Please write out all of the records below exactly as they appear.

##############################

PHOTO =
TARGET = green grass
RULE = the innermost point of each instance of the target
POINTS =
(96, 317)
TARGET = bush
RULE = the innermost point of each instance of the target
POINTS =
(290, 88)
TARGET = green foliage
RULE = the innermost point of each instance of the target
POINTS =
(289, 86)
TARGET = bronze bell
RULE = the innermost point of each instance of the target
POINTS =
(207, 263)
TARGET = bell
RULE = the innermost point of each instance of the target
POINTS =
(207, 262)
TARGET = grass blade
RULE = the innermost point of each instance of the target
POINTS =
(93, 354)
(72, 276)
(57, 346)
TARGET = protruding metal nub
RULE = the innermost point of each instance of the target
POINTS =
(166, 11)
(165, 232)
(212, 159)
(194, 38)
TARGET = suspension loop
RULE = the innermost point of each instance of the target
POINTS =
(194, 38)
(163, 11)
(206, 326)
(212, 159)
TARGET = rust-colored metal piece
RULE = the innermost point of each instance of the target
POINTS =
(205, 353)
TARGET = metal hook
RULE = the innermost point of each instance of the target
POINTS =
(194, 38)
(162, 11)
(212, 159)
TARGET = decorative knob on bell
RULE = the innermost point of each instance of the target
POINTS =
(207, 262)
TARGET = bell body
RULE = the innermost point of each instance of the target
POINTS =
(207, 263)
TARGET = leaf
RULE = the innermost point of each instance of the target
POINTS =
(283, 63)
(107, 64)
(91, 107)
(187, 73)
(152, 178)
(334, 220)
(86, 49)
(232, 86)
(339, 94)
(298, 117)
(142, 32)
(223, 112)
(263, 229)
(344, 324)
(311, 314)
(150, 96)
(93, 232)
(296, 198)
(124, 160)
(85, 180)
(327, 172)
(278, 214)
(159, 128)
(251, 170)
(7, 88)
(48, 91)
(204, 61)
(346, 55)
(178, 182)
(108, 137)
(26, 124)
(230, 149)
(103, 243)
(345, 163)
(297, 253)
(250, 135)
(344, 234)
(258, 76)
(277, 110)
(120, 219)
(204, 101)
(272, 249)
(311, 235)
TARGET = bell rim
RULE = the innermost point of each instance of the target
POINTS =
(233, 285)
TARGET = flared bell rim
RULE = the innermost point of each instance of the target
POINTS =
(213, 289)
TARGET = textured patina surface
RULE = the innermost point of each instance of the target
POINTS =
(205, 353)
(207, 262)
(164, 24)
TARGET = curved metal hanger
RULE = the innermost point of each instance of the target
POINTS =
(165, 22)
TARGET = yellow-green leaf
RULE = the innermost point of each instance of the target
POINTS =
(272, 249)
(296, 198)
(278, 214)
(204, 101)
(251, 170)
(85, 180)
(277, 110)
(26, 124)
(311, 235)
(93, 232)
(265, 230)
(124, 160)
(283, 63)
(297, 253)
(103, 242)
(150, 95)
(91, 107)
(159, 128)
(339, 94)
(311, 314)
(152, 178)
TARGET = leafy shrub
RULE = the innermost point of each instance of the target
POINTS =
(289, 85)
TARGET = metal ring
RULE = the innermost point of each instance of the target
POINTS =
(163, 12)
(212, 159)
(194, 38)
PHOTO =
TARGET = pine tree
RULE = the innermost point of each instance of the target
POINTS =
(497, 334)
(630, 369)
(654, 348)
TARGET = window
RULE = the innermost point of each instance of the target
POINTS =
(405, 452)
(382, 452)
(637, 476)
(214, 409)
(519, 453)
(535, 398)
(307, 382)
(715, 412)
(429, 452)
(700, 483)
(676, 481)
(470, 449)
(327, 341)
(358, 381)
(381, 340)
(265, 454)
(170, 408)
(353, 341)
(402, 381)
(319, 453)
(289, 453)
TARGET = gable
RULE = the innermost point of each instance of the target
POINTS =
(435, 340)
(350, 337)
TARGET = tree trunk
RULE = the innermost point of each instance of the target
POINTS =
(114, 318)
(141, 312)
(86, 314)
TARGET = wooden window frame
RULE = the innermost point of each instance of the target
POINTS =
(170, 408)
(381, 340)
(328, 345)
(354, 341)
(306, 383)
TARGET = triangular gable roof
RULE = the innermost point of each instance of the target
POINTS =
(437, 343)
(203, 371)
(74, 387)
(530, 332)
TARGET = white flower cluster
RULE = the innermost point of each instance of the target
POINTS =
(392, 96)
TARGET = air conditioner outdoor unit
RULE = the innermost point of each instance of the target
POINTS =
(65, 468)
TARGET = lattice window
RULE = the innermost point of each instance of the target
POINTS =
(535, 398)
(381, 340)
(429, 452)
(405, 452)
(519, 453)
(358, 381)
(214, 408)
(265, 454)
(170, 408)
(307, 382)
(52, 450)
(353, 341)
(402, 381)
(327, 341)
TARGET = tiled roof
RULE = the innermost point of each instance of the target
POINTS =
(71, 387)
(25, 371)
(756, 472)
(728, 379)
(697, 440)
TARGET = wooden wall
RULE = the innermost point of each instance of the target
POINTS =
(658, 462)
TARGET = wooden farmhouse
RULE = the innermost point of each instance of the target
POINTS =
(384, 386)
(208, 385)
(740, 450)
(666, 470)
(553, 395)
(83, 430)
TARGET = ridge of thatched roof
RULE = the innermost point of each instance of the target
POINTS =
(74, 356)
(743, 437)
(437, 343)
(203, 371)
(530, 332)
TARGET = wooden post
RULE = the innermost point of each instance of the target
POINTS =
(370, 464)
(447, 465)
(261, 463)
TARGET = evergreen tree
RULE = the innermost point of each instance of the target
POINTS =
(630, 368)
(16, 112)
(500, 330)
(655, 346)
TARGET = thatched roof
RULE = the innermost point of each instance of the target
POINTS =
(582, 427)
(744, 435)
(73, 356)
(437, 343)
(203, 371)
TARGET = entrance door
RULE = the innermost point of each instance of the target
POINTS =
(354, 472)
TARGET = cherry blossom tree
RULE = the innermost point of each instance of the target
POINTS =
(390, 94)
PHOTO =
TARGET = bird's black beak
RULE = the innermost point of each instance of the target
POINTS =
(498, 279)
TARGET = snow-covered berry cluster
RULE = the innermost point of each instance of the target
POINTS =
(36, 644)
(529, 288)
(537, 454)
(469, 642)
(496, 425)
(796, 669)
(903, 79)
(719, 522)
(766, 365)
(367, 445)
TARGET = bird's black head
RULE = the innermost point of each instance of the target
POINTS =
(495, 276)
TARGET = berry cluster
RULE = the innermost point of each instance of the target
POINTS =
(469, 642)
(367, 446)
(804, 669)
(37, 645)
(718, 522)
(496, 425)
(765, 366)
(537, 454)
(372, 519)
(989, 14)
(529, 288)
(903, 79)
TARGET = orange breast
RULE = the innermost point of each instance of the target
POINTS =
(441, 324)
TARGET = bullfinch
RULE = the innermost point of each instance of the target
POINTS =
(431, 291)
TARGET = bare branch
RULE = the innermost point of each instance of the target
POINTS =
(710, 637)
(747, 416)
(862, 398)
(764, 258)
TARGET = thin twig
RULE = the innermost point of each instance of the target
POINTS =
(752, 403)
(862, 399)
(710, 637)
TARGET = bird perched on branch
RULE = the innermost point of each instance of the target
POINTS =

##############################

## Result of the task
PHOTO =
TARGET = green grass
RULE = the innermost point of each instance of the target
POINTS =
(96, 317)
TARGET = bush
RULE = the innermost point of each instance of the target
POINTS =
(290, 88)
TARGET = green foliage
RULE = the innermost point of each instance of the target
POINTS =
(289, 86)
TARGET = bronze bell
RULE = the innermost point of each instance of the target
POINTS =
(207, 263)
TARGET = bell
RULE = the innermost point of each instance of the target
POINTS =
(207, 262)
TARGET = grass blade
RULE = the innermost point of each instance of the target
POINTS =
(93, 354)
(72, 276)
(57, 346)
TARGET = protruding metal nub
RULE = the innermost point of each instance of the target
POINTS =
(166, 11)
(165, 232)
(212, 159)
(194, 38)
TARGET = suspension loop
RULE = the innermost point of each instance of the target
POINTS =
(194, 38)
(163, 11)
(206, 326)
(212, 159)
TARGET = rust-colored metal piece
RULE = the innermost point of each instance of the target
POINTS =
(205, 353)
TARGET = metal hook
RULE = the innermost point of each instance of the target
POINTS =
(194, 38)
(162, 11)
(212, 159)
TARGET = decorative knob on bell
RULE = the innermost point of each instance of the target
POINTS =
(207, 262)
TARGET = bell body
RULE = the innermost point of each instance of the target
POINTS =
(207, 263)
TARGET = leaf
RULE = the innermost point of each instance of the target
POINTS =
(283, 63)
(107, 64)
(91, 107)
(187, 73)
(152, 178)
(334, 220)
(86, 49)
(232, 86)
(339, 94)
(298, 117)
(142, 32)
(223, 112)
(263, 229)
(344, 324)
(311, 314)
(150, 96)
(93, 232)
(296, 198)
(124, 160)
(85, 180)
(327, 172)
(278, 214)
(159, 128)
(251, 170)
(7, 88)
(48, 91)
(204, 61)
(346, 55)
(178, 182)
(108, 137)
(26, 124)
(230, 149)
(103, 243)
(345, 163)
(297, 253)
(250, 135)
(344, 234)
(258, 76)
(277, 110)
(120, 219)
(204, 101)
(272, 249)
(311, 235)
TARGET = bell rim
RULE = the innermost point of each instance of the target
POINTS =
(233, 285)
TARGET = flared bell rim
RULE = the innermost point of each instance of the target
POINTS =
(213, 289)
TARGET = textured patina surface
RULE = the innermost point of each instance of the target
POINTS =
(205, 353)
(207, 262)
(164, 24)
TARGET = curved metal hanger
RULE = the innermost point of each instance of the target
POINTS =
(165, 22)
TARGET = yellow-green leaf
RULE = the innermost point of each instance of the target
POINTS =
(272, 249)
(296, 198)
(278, 214)
(204, 101)
(251, 170)
(85, 180)
(277, 110)
(26, 124)
(311, 235)
(93, 232)
(265, 230)
(124, 160)
(283, 63)
(297, 253)
(103, 242)
(150, 95)
(91, 107)
(159, 128)
(339, 94)
(311, 314)
(152, 178)
TARGET = leafy shrub
RULE = the innermost point of each instance of the target
POINTS =
(289, 85)
TARGET = metal ring
RULE = the innermost point of each instance of the target
POINTS =
(163, 12)
(212, 159)
(194, 38)
PHOTO =
TARGET = pine tree
RULE = the innermost point of each instance of the target
POINTS =
(497, 334)
(630, 369)
(654, 348)
TARGET = window
RULE = the innermost point of each instance of the target
POINTS =
(405, 452)
(382, 452)
(637, 476)
(214, 409)
(519, 453)
(535, 398)
(307, 382)
(715, 412)
(429, 452)
(700, 483)
(676, 481)
(470, 449)
(327, 341)
(358, 381)
(381, 340)
(265, 454)
(170, 408)
(353, 341)
(402, 381)
(319, 453)
(289, 453)
TARGET = gable
RULE = the innermost point of each instance of the target
POINTS =
(435, 340)
(350, 337)
TARGET = tree trunk
RULE = the innermost point of each instance of the target
POINTS =
(114, 318)
(141, 312)
(86, 314)
TARGET = wooden window frame
RULE = the innermost point of each instance of the target
POINTS =
(170, 408)
(381, 340)
(328, 345)
(354, 341)
(306, 383)
TARGET = triangular gable roof
RULE = the innermost point of each instance of the target
POINTS =
(437, 343)
(203, 371)
(74, 387)
(530, 332)
TARGET = white flower cluster
RULE = the innermost point of each instance of the target
POINTS =
(392, 96)
TARGET = air conditioner outdoor unit
RULE = the innermost point of each instance of the target
POINTS =
(65, 468)
TARGET = lattice window
RULE = the innermost point of each instance of the target
POINTS =
(535, 398)
(381, 340)
(429, 452)
(405, 452)
(519, 453)
(358, 381)
(214, 408)
(265, 454)
(170, 408)
(307, 382)
(52, 450)
(353, 341)
(402, 381)
(327, 341)
TARGET = tiled roof
RULE = the innermost point of each instance of the target
POINTS =
(71, 387)
(25, 371)
(756, 472)
(728, 379)
(697, 440)
TARGET = wooden wall
RULE = the innermost point of each instance of the target
POINTS =
(658, 462)
TARGET = wooden farmhouse
RULE = the innermost point of each instance of the target
POINTS =
(384, 386)
(208, 385)
(740, 450)
(666, 470)
(553, 395)
(83, 430)
TARGET = ridge of thatched roof
RULE = the innermost point of each instance of the target
POINTS =
(74, 356)
(743, 437)
(437, 343)
(203, 371)
(530, 332)
TARGET = wooden post
RULE = the innermost point of each instance of the target
POINTS =
(370, 464)
(447, 465)
(261, 463)
TARGET = evergreen tree
RULE = the innermost point of each instance of the target
POINTS =
(630, 368)
(16, 112)
(500, 330)
(655, 346)
TARGET = thatched roof
RULE = the innermost point of each instance of the target
POINTS =
(582, 427)
(744, 435)
(73, 356)
(437, 343)
(203, 371)
TARGET = entrance door
RULE = the innermost point of each instance of the target
POINTS =
(354, 472)
TARGET = cherry blossom tree
RULE = the innermost point of each instance of the target
POINTS =
(390, 94)
PHOTO =
TARGET = bird's black beak
RULE = the innermost point of each instance of the target
POINTS =
(498, 279)
TARGET = snow-covered berry cluster
RULE = the innermost point of each instance of the target
POINTS =
(36, 644)
(529, 288)
(537, 454)
(469, 642)
(496, 425)
(796, 669)
(903, 79)
(719, 522)
(766, 365)
(367, 445)
TARGET = bird's black head
RULE = the innermost point of each instance of the target
POINTS =
(495, 276)
TARGET = berry cluster
RULE = the innermost point of each instance of the target
POINTS =
(469, 642)
(367, 446)
(804, 669)
(37, 645)
(718, 522)
(496, 425)
(765, 366)
(537, 454)
(372, 519)
(989, 14)
(529, 288)
(903, 79)
TARGET = orange breast
RULE = the innermost point of each instance of the target
POINTS =
(441, 324)
TARGET = bullfinch
RULE = the innermost point of each instance of the target
POINTS =
(431, 291)
TARGET = bare branch
RULE = the innermost point of each instance of the target
POINTS =
(710, 637)
(747, 416)
(862, 398)
(764, 258)
TARGET = thin twig
RULE = the innermost point of each instance of the target
POINTS =
(752, 403)
(862, 399)
(710, 637)
TARGET = bird perched on branch
RULE = the innermost point of each instance of the target
POINTS =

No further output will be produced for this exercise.